**ENTRIES SUPPLIED:**
===
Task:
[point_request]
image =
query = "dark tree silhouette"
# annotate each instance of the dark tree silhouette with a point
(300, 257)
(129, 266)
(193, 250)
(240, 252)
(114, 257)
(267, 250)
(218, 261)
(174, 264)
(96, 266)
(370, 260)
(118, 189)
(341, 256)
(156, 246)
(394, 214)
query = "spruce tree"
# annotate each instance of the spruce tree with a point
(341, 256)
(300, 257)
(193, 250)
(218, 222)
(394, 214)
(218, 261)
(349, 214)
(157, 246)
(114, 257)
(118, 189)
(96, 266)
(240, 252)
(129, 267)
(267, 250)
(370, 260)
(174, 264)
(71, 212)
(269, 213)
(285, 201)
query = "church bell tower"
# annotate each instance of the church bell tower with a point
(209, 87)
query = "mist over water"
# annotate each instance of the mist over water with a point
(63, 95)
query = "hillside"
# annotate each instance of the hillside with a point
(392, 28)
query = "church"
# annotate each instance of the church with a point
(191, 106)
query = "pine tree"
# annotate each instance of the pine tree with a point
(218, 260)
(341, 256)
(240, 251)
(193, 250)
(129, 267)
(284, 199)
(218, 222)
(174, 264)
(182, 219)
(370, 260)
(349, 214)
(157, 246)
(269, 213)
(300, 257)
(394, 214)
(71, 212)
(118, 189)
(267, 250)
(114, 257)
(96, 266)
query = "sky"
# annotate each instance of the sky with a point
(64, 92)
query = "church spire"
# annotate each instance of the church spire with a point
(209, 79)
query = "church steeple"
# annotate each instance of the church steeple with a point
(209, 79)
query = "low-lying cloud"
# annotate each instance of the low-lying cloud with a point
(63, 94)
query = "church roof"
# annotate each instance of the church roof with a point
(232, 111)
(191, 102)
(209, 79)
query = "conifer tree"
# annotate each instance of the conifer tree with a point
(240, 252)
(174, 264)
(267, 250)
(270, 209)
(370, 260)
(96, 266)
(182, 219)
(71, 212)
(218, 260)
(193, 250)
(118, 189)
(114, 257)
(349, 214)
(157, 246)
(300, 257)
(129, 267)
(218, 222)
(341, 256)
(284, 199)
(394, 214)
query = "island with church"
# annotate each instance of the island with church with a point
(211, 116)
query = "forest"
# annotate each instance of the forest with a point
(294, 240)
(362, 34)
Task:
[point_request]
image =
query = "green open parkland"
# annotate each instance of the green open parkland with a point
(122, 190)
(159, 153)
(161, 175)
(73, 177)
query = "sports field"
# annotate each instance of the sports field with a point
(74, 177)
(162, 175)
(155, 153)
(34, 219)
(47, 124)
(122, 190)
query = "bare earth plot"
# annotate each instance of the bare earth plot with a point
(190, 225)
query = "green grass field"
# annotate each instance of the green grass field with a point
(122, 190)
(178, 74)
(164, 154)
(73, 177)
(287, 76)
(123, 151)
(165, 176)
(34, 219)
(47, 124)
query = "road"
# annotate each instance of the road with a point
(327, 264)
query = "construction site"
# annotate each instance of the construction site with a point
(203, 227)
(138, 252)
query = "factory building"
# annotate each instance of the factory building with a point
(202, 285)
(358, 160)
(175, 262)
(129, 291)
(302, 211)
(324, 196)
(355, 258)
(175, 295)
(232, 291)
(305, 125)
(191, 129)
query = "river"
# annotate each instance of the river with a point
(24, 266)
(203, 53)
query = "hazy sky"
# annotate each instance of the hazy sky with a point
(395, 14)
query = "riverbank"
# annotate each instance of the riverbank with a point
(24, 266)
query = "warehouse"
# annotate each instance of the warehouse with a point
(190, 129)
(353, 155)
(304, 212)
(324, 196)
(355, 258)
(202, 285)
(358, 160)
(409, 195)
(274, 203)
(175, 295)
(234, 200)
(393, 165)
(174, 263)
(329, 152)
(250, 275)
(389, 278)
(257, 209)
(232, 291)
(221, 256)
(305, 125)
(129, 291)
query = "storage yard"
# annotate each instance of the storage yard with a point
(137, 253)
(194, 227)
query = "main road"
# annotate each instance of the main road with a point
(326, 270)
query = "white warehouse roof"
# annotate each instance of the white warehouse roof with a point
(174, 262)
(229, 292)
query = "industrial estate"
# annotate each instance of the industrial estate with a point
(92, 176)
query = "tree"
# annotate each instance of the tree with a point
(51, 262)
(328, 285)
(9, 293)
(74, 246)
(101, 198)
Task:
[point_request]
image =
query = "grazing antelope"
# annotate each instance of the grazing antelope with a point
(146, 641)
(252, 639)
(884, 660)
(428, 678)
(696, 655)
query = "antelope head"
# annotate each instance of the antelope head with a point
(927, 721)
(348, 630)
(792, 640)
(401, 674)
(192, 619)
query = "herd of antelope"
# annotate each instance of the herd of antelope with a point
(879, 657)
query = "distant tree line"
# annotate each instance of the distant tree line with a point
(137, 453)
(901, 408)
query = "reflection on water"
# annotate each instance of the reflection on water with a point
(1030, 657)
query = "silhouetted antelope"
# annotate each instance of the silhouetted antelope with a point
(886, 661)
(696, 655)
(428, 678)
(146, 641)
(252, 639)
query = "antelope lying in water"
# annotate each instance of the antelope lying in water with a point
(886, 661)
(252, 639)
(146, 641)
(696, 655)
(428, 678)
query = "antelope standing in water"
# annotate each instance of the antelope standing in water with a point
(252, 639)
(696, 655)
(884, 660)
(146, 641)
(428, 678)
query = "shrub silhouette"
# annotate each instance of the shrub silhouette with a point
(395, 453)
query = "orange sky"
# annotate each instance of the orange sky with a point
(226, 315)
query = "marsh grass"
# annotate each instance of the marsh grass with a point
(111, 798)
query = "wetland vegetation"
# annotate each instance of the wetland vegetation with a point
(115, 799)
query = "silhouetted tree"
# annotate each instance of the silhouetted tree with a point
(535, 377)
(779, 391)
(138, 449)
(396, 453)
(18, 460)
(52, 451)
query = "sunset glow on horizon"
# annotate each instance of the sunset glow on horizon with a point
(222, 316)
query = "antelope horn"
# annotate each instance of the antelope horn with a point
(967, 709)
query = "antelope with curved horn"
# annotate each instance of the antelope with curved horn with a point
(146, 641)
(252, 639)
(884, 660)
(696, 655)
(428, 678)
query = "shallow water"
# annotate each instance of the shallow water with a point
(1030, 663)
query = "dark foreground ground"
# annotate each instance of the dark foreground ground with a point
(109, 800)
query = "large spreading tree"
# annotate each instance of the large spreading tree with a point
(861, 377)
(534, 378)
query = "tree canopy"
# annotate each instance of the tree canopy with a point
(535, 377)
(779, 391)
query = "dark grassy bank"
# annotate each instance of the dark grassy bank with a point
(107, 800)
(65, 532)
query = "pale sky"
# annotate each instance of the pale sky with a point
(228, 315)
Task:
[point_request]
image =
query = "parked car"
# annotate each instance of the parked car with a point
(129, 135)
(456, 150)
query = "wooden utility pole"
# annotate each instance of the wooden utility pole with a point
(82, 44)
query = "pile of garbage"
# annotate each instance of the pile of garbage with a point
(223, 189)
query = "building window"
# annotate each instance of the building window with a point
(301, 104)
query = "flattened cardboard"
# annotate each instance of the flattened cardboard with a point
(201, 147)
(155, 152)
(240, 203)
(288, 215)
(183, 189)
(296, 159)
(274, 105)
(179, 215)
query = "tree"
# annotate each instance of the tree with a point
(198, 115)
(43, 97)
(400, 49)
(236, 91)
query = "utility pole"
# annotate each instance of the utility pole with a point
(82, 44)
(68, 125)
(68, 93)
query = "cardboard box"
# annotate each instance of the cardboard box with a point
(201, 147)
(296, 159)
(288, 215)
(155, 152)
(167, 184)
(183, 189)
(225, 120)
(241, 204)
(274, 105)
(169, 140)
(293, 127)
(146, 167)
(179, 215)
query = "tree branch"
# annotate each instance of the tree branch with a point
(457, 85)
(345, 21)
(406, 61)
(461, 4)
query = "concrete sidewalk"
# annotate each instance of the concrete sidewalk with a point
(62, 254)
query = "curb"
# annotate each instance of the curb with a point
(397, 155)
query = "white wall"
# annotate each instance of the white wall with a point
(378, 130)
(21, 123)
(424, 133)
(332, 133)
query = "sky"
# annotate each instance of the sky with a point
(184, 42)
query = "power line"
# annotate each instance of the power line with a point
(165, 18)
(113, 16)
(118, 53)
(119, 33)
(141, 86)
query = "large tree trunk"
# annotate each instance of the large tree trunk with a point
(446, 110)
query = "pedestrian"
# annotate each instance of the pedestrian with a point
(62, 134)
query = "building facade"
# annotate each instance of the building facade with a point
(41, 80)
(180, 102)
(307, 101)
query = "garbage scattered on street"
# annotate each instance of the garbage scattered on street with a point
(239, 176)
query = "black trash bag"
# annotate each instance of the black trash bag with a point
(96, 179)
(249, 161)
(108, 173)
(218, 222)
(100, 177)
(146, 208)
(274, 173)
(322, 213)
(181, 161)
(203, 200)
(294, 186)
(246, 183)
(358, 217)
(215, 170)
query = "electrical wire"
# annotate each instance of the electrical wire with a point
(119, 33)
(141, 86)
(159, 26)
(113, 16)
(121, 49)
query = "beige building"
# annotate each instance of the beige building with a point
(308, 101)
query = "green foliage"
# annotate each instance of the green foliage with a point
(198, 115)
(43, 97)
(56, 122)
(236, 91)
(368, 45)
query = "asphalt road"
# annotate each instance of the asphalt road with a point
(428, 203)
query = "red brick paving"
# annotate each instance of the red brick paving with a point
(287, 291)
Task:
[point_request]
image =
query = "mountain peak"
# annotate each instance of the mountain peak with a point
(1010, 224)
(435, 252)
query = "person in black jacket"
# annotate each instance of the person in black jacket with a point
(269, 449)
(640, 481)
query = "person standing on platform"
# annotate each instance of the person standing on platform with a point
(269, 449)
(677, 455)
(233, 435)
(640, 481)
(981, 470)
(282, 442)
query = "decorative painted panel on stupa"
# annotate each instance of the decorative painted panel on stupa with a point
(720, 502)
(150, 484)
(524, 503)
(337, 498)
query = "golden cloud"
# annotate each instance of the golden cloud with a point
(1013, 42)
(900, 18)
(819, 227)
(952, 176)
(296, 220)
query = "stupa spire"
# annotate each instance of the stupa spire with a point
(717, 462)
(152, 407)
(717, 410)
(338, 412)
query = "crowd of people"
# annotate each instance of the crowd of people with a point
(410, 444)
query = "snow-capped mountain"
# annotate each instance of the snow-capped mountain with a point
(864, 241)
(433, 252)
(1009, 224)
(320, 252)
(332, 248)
===
**STATED EXERCISE:** Locate each line of the items that contains the string "field" and copy it out. Case counts.

**TASK SOLUTION:**
query = "sports field"
# annotate each instance of the sports field with a point
query = "green grass field"
# annotate each instance of the green grass field with a point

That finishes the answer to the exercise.